[Point localization data]
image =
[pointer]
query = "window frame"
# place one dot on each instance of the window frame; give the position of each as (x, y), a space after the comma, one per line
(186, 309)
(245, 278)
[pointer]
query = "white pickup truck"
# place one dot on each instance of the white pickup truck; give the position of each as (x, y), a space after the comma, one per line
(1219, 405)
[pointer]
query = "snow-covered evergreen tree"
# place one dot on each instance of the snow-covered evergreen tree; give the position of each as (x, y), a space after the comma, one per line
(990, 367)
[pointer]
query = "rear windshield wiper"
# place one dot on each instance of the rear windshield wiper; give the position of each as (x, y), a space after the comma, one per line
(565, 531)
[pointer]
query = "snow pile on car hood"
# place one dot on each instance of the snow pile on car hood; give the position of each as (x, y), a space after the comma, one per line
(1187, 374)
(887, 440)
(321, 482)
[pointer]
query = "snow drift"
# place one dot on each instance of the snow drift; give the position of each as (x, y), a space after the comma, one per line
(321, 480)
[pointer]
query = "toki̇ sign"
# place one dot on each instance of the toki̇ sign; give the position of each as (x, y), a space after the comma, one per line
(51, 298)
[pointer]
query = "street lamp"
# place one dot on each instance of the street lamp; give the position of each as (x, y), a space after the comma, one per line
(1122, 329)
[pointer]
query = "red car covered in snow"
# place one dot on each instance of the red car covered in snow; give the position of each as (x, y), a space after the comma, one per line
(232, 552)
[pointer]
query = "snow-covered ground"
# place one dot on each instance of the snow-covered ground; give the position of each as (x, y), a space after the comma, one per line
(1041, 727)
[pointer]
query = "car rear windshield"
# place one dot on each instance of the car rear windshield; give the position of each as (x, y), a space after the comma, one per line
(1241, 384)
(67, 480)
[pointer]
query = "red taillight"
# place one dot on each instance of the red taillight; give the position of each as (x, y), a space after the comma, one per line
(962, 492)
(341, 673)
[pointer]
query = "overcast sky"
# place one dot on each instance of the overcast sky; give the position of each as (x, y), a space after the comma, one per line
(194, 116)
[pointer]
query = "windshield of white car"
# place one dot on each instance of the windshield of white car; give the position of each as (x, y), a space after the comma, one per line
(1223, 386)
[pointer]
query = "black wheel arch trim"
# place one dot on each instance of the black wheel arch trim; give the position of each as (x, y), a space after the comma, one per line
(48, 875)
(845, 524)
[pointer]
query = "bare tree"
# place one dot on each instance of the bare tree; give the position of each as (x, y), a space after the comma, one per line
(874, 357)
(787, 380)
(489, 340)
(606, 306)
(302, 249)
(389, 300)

Directions.
Output the data above in full and exactly.

Result for this task.
image =
[pointer]
query = "window frame"
# place one dot on each instance of the window frame; give the position of each as (x, y), a space after the comma, one per line
(186, 309)
(245, 278)
[pointer]
query = "white pickup truck"
# place one dot on each instance of the white pickup truck; give the position of each as (x, y), a space after the comma, one per line
(1219, 405)
[pointer]
query = "snow-covered evergreen tree"
# place one dot on each instance of the snow-covered evergreen tree; give the position of each as (x, y), a space after the comma, one per line
(990, 367)
[pointer]
query = "rear windshield wiper"
# place one dot on each instance of the rear windshield wiper; give the position of each as (x, y), a space after the comma, one per line
(565, 531)
[pointer]
query = "snow pile on car hood"
# place one dot on each instance of the snow pile on car hood; give the position of each as (x, y), a space after the comma, one per line
(1187, 374)
(887, 440)
(321, 482)
[pointer]
query = "snow drift"
# place one dot on each instance of the snow drift; give the position of each as (x, y), a space after the comma, one per line
(321, 480)
[pointer]
query = "toki̇ sign"
# place one dot on each instance of the toki̇ sign; give the position of each as (x, y), a space after the comma, one per line
(51, 298)
[pointer]
query = "street lamp"
# place one dot on each instance of the street lamp; give the position of each as (x, y), a space after the comma, one per line
(1122, 329)
[pointer]
query = "red car covered in snow"
# place one dot on each instance of the red car covered in snow; give the position of each as (x, y), a space after the comma, one per line
(232, 552)
[pointer]
query = "snow-covered ground"
# place one dot on each instance of the snow-covered ground; give the position of each as (x, y), a space after the comma, one per line
(1041, 727)
[pointer]
query = "car rear windshield"
# place one dot on each instance of the car rear windshield; give the position of each as (x, y), a space after the comma, one per line
(1241, 384)
(67, 480)
[pointer]
query = "red taillight"
# place one dot on each instance of the red taillight; give the position of each as (x, y), a space after the comma, one per line
(962, 492)
(341, 673)
[pointer]
query = "overcast sky"
# place one dot on each instance of the overcast sky; give the position of each as (x, y), a space after the comma, one per line
(194, 116)
[pointer]
query = "windshield of white car"
# place one dot on each instance of the windshield of white car; give the position of each as (x, y), a space after the comma, one per line
(1223, 386)
[pointer]
query = "black wheel arch trim"
# place one dot on each instance of the black wheel arch trim; give the position of each as (x, y), a space after the comma, one per line
(48, 875)
(845, 524)
[pointer]
query = "bare tree"
# place one dot on each instance of the bare tree; give the position of each as (x, y), a space after the comma, one per line
(874, 357)
(787, 380)
(489, 340)
(606, 306)
(302, 249)
(389, 300)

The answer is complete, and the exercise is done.